Image-backed grounding data:
◇ ◇ ◇ ◇

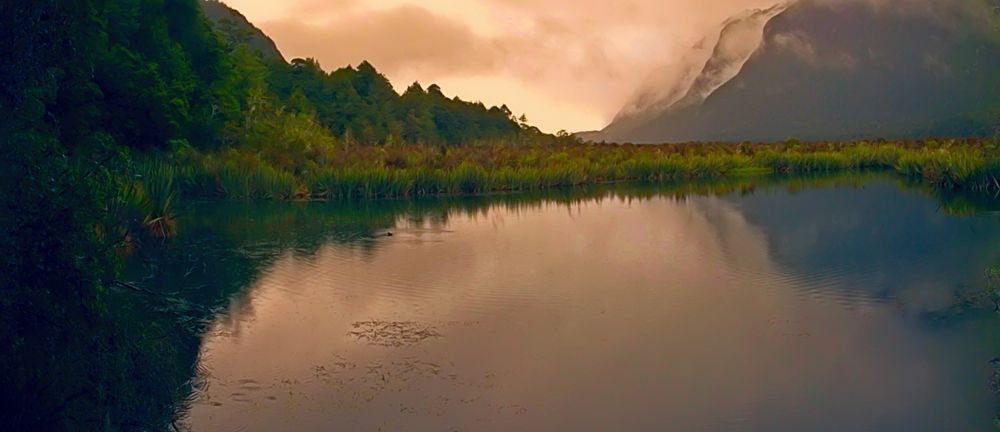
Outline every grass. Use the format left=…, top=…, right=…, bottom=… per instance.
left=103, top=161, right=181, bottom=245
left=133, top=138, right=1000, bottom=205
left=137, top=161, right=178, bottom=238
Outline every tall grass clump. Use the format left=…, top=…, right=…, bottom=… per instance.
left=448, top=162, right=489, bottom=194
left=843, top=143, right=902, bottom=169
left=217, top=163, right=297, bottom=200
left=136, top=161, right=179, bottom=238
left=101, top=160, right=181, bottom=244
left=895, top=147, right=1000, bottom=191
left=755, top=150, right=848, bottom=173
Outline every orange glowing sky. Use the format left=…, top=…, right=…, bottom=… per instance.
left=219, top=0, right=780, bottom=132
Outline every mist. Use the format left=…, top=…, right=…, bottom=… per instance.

◇ ◇ ◇ ◇

YOUR OBJECTIVE:
Please copy the records above word for word, leaving out every picture.

EXERCISE RESULT:
Outline every grass. Use the format left=…, top=…, right=…, bottom=… per instance.
left=103, top=161, right=181, bottom=245
left=133, top=138, right=1000, bottom=205
left=137, top=161, right=178, bottom=238
Outline every tall grass clump. Use the format left=…, top=…, right=…, bottom=… per instance.
left=448, top=162, right=489, bottom=194
left=843, top=143, right=902, bottom=169
left=217, top=163, right=297, bottom=200
left=136, top=161, right=179, bottom=238
left=101, top=160, right=181, bottom=244
left=895, top=147, right=1000, bottom=191
left=755, top=150, right=848, bottom=173
Outline every orange glowing sky. Use the format left=…, top=…, right=…, bottom=… per instance.
left=219, top=0, right=780, bottom=132
Outline every mist. Use the format left=…, top=…, right=…, bottom=… per instance.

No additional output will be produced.